◆ **PROBLEM TO WORK ON**:
Copy the data that follows exactly. Include no pictures.

◆ **EXERCISE MATERIAL**:
---+---

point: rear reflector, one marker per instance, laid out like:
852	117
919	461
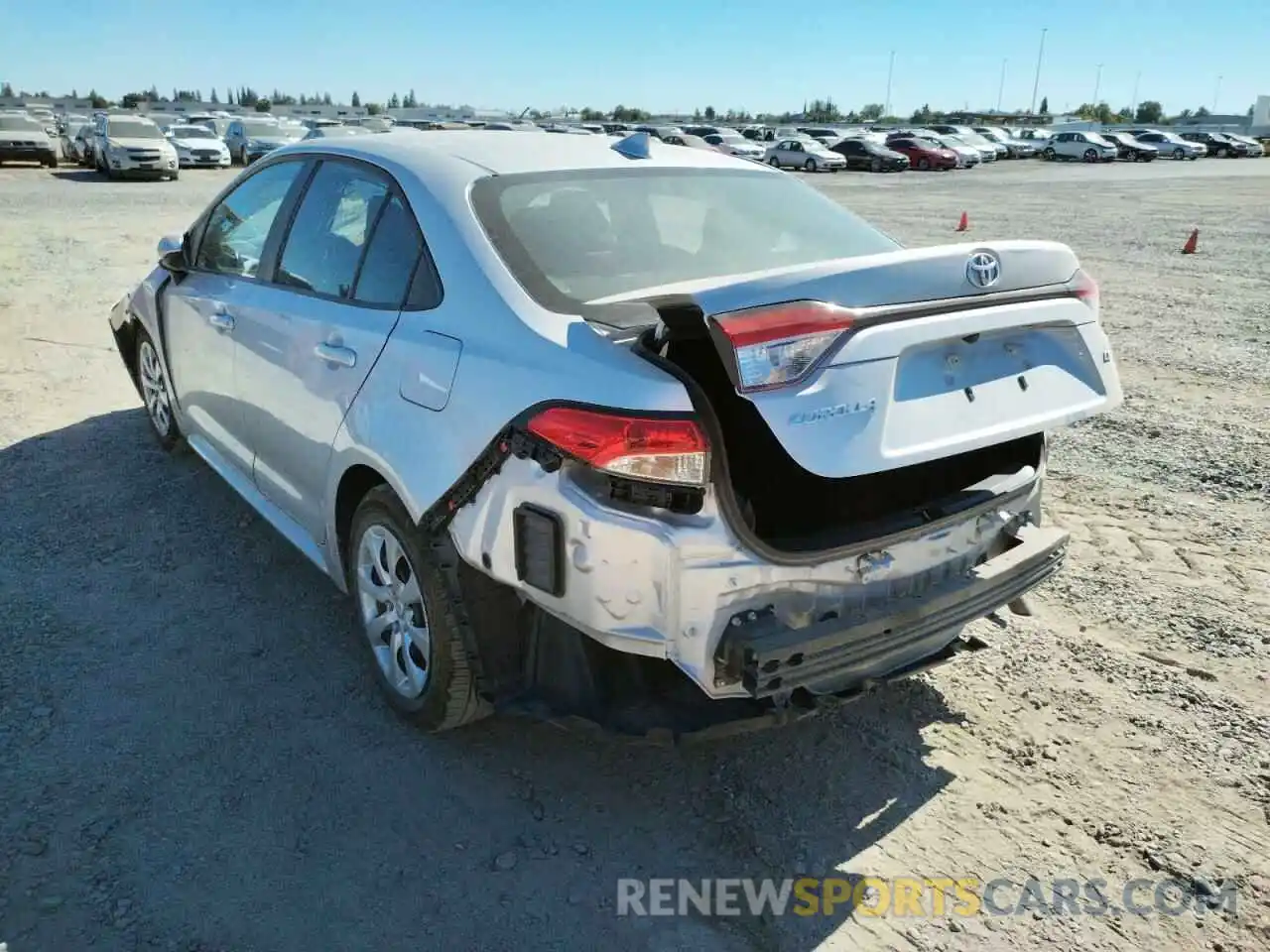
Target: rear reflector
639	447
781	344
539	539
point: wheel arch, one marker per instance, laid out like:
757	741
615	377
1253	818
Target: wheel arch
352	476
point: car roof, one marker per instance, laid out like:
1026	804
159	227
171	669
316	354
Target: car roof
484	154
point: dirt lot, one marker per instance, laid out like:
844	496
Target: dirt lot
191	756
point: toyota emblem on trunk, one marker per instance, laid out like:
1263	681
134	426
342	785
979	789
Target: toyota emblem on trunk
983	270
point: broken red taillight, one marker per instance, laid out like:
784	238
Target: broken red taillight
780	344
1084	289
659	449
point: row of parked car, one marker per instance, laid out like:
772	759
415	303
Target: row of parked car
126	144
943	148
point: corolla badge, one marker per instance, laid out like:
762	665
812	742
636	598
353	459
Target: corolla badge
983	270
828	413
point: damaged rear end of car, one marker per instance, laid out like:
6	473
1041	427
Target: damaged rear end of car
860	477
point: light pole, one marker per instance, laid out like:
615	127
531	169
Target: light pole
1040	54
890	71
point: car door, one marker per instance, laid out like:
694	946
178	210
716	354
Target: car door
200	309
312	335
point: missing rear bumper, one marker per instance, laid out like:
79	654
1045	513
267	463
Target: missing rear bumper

---+---

◆ **RESPONSE**:
point: rear reflector, one marker per instance, laid out like:
852	117
919	461
Target: rear reflector
639	447
781	344
539	539
point: wheel arch, one marker per instance, laid out like:
757	741
615	377
1253	818
Target: wheel arch
352	476
point: car roof, one marker per instance, laid out like:
1026	804
159	227
171	669
316	354
Target: car roof
484	154
point: dirt lot, one marker per instance, laid out like:
844	496
Target: dirt lot
191	756
point: toyota emblem on trunk, one marker per instance, laid out like:
1263	681
134	426
342	785
979	789
Target: toyota emblem on trunk
983	270
point: broken red taillight, one marker per instance, laid out like:
784	238
Target: broken red taillight
780	344
1084	289
659	449
point: row of parked car, one marker per instance, laid out like:
772	759
415	303
Target: row of parked car
126	144
943	148
point: corolla badge, one marker per instance, laid out like:
762	665
812	742
636	598
353	459
Target: corolla badge
983	270
828	413
point: damaged rear end of car, one marker per instance, laid out like:
6	473
1041	427
Target: damaged rear end of car
860	477
point: light pole, one marker per instance, laid out like:
615	127
531	169
Target: light pole
1040	54
890	71
point: car door, one marker per instance, laid out like:
694	946
178	210
716	354
Target: car door
200	309
312	335
point: missing rear bumper, one marker per instance, laid out like:
79	654
1045	513
267	463
Target: missing rear bumper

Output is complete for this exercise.